* _DOCUMENTO DI ORIGINE_
========================================================================

La rassegna “Trapani Vivi il Teatro”, organizzata dalla Oddo Management e dal Teatro Ariston, porta domani sera sul palco del capoluogo di provincia, il cantautore palermitano Alessio Bondì con il suo “Maharìa Tour” che prende il nome dall’ultimo album. Bondì si misura ancora col dialetto siciliano per sviscerare tutta la sua poetica, le storie più intimiste e quelle legate alla sua isola. Il concerto inizia alle ore 21.30, si accede con Green pass rafforzato (vaccino) e mascherine ffp2. Abbiamo intervistato Bondì che ci ha parlato del suo ultimo lavoro.
Maharìa è il tuo terzo album, il più maturo, il più world senza tralasciare la tua vena da songwriter. Un disco i sentimenti disparati, probabilmente dovuto dagli ultimi due anni non proprio rosei. Come hai vissuto la pandemia?

========================================================================

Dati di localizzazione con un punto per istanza
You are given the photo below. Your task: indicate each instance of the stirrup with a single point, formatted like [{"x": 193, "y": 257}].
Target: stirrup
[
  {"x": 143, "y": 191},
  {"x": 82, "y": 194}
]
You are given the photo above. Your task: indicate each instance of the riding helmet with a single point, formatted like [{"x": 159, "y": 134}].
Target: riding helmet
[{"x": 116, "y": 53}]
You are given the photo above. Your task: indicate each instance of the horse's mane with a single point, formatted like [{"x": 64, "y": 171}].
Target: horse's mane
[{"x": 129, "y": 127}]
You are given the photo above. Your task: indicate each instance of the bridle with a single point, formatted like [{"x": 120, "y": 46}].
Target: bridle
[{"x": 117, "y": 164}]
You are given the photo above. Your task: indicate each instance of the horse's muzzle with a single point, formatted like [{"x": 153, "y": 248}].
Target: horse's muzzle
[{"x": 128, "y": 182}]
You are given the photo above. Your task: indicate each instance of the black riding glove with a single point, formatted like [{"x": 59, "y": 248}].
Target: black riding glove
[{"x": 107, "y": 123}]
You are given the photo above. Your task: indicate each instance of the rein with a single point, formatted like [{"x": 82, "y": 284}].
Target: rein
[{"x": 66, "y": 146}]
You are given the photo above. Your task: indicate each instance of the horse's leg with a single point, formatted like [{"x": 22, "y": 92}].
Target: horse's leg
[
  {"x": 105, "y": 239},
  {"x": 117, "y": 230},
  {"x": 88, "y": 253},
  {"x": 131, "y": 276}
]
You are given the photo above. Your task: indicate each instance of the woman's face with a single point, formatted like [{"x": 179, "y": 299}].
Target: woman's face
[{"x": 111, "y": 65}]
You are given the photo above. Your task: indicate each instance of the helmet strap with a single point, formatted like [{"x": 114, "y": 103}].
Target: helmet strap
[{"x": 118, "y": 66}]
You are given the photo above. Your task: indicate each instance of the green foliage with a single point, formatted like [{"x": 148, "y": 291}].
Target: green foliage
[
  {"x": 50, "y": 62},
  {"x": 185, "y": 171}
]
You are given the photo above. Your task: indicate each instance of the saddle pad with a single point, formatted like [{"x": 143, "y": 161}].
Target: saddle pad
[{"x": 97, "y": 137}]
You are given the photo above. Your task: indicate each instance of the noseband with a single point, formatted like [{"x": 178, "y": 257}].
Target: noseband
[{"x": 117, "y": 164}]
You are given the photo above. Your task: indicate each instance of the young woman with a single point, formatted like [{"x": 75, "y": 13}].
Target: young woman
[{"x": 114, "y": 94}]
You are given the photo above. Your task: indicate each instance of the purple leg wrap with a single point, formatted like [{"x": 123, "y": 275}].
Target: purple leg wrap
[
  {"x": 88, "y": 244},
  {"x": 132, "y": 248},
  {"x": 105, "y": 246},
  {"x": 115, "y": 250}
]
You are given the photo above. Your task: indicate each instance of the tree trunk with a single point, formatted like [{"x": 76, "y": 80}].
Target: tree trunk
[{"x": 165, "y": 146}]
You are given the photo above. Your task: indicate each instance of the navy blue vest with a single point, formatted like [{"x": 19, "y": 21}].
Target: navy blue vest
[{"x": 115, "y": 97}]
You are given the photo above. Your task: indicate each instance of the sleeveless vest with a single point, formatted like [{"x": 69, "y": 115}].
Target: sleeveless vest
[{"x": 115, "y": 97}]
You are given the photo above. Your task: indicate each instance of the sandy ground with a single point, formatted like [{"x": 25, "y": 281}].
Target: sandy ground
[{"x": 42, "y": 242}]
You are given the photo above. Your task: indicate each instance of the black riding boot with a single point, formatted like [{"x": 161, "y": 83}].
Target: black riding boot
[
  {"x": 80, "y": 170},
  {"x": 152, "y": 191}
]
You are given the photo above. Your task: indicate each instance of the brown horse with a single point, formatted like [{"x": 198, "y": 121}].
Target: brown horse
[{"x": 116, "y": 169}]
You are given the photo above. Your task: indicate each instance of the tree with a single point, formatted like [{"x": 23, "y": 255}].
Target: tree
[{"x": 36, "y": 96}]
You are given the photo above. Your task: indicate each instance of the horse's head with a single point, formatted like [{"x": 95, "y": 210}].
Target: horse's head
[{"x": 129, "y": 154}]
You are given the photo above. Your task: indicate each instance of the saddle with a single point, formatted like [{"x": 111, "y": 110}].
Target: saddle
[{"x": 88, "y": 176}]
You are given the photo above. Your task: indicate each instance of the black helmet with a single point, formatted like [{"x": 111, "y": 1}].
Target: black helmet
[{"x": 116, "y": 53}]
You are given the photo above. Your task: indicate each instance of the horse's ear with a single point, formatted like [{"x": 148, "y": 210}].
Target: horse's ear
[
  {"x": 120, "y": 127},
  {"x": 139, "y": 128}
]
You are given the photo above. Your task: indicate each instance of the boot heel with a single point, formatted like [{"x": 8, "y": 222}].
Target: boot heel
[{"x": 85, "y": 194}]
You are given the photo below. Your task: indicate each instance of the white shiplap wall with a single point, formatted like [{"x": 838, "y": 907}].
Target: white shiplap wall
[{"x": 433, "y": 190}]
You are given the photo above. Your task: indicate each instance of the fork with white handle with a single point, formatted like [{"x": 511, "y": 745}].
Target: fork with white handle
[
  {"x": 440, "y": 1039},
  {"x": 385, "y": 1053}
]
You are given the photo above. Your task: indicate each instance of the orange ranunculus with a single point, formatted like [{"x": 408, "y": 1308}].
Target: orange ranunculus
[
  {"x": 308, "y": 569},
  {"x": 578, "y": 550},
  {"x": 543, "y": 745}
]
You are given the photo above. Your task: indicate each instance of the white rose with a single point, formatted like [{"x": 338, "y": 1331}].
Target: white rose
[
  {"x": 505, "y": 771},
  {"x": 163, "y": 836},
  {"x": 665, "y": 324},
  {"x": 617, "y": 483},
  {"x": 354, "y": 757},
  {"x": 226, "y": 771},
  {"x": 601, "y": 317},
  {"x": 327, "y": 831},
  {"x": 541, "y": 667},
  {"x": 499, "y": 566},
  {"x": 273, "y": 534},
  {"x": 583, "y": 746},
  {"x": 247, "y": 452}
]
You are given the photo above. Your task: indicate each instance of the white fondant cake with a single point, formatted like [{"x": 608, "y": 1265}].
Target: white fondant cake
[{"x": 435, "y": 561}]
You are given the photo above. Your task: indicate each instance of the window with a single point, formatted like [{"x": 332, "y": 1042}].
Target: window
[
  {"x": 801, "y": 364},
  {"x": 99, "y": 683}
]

========================================================================

* _DOMANDE_
(a) Riscrivi in forma di elenco puntato il paragrafo dell'articolo sul concerto di Alessio Bondì che comincia con "La rassegna “Trapani Vivi il Teatro”", mantenendone i fatti principali.
(b) Scrivi il seguito dell'articolo sul concerto di Alessio Bondì, partendo subito dopo l'ultima frase riportata.
I dati non hanno alcun legame con l'articolo sul concerto di Alessio Bondì.

* _RISPOSTE IN ORDINE_
(a)
- Rassegna: "Trapani Vivi il Teatro", organizzata da Oddo Management e Teatro Ariston.
- Quando e dove: domani sera, sul palco del capoluogo di provincia.
- Artista: il cantautore palermitano Alessio Bondì, con il "Maharìa Tour", che prende il nome dal suo ultimo album.
- Contenuti: dialetto siciliano, storie intimiste e storie legate all'isola.
- Orario: inizio alle 21.30.
- Accesso: Green pass rafforzato (vaccino) e mascherine ffp2.
- Intervista: Bondì ha parlato del suo ultimo lavoro.

(b)
Mi sono trovato con le spalle al muro dal punto di vista lavorativo, con progetti spostati o saltati, ma ne sono sorti nuovi e quindi non recrimino nulla. Ancora oggi facciamo i conti con una condizione di stress post-traumatico. Il disco è stato ultimato l’8 marzo 2020 e praticamente sono passato dal lockdown in studio per lavorare sul disco a quello in casa. Poi col produttore Fabio Rizzo abbiamo deciso di riaprire i mic del disco e di ripensarlo: abbiamo tolto alcune canzoni e abbiamo capito meglio cosa fosse questa maharìa, alla luce di quanto è successo storicamente negli ultimi due anni. E’ questa la maturità che si sente.
In Maharìa, sei ancora più intimista che nei rispettivi lavori e sembra quasi un concept. Qual’è il ‘magico’ filo conduttore in questo album?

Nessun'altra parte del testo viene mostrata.